- _Entries supplied_

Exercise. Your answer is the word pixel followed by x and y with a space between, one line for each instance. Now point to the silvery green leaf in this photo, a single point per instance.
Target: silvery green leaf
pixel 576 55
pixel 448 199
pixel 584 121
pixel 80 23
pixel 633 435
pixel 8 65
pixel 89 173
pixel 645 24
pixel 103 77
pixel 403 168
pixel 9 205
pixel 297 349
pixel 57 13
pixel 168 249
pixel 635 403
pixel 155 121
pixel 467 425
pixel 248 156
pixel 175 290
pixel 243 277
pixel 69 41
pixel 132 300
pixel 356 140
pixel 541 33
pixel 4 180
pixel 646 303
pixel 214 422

- _Assignment_
Without changing a single word, reproduce the entries above.

- _Answer space_
Exercise. Your answer is the word pixel followed by x and y with a space between, one line for each instance. Now point to the silvery green leaf in this photo, a single point per instance.
Target: silvery green leaf
pixel 576 55
pixel 448 199
pixel 584 121
pixel 80 23
pixel 633 435
pixel 8 65
pixel 89 173
pixel 645 24
pixel 103 77
pixel 403 168
pixel 9 205
pixel 297 349
pixel 57 13
pixel 168 249
pixel 635 403
pixel 155 121
pixel 467 425
pixel 248 156
pixel 175 290
pixel 243 277
pixel 69 41
pixel 132 300
pixel 356 140
pixel 541 33
pixel 4 180
pixel 646 303
pixel 214 422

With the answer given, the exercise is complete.